→ Excerpted passage
## BEGIN

16 of 17 people found the following review helpful:
1.0 out of 5 stars
Painful, August 9, 2008
(First, I apologize for the length of this review, but I included wordy quotes to illustrate exactly what I found tiresome with this novel.)
I gave up at p. 250 of this 300-page novel. I don't even know if the ending redeemed this slog of a read nor do I care who killed whom. An overwritten, meandering, repetitive and ultimately tiresome story. The PW synopsis was what lured me initially, and admittedly, I was engaged in the first half. For me, the story fell apart in the second half:
(1) Repetitive and pedagogical discussions on the existential significance of main character's novel. The reader is treated to a lengthy discourse on Friedrich Wilhelm Nietzsche ad nauseum; once is interesting, five or more times is annoying.
(2) William Carlos Williams' poem is interjected several times, yet the meaning is never made clear nor is its connection to the murder revealed (maybe it was on the last few pages, so correct me if I'm wrong). Several instances like this. Not necessary to ram down the reader's throat that you're into Nabokov, Dostoevsky, WCW, Nietzsche, Hawthorne, etc. when they have no bearing on the case/murder/mystery. It's like being back in the classroom again.
(3) Det. Ryder's inner turmoil (problem with daughter, problem with present wife, problem with past case, problem with this case) is revisited over and over. Okay, I got it, he has personal demons. What fictional detective doesn't?
(4) Main character's vegetative state is described repeatedly. Enough already--it's painful to read. Once or twice would have been more than sufficient, but time and time again, it almost smacks of cruelty.
(5) Peppered with characters who have no significance to the story, yet each is treated to recurring appearances and lengthy exposition each time. What's the point?
(6) Several reviewers here are spot on: the story became messier as it progressed and the progress was at snail's pace, and too wordy when a concise paragraph would have had more impact. I just picked a page at random...this is just ONE SENTENCE amongst numerous paragraphs throughout describing Horowitz's ascent to stardom:
"He was now entrenched in this collegiate reading circuit, keynote speaker at commencements, commanding a king's ransom for a mere night's engagement, recipient of no fewer than five honoree doctorates, and paid administrator of cash-rich grant-in-aid scholarships, almost always disquietingly named after the dead, or the near dead, insufferable socialite wives of the rich, from the L. Myrtle Schwartz Foundation for the Arts and the Kathryn S. Breedlove Grant to the Amaryllis Grubb Endowment, named for Amaryllis Grubb, a hard-of-hearing octogenarian heiress he had been forced to coddle for funds over numerous dinners, a woman who had lost the ability to ---- silently."

## END

→ Material provided
## BEGIN

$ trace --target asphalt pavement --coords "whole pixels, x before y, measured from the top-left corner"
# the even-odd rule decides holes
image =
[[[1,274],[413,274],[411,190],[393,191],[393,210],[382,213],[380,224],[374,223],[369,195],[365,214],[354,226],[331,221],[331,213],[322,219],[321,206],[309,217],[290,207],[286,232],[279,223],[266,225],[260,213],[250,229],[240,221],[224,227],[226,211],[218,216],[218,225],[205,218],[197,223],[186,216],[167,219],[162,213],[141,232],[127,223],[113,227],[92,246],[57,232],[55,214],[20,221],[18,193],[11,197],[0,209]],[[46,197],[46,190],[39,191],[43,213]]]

## END

→ Aim
Write the next part of the one-star novel review, starting right after the quoted sentence about Horowitz's rise to stardom.

→ Solved problem
Not convinced yet? Here's another random selection...one describing an atrium. What's the significance of the atrium? None. Horowitz was just passing through it to get to another room:
"He had read somewhere that the flying buttressed colossal excess of medieval cathedrals had been created for the sheer effect of such contrast between peasant existence and the gilded mansion of heavenly eternal reward, though this building was different, of an eartly concern, a secular shrine to learning, the walls painted with various natural phenomena: images of erupting volcanoes, flowing magma, earthquake fissures, continental shelves, deep cave stalagmites, landscape images of a rain forest canopy, an ice sheet, a desert dune, a cross section of the earth with a molten ball at the core, a giant periodic table of the elements, all done in an art deco coloring of yellow and olive and tonal oranges, the drawings reminiscent of those in the World Book Encyclopedia Yearbook Horowitz's immigrant father had given him as a kid each year."
(7) What does this novel want to be: A murder mystery? An exposé on the ills of the publishing world/vanity presses? A denunciation of second-tier universities? A criticism of liberal arts degrees? A lecture on philosophy? An indictment of authors who sell out? I don't know because it doesn't focus on one or two themes; it's just all over the place.
Then, there was something about a chimpanzee. I'm not even going there.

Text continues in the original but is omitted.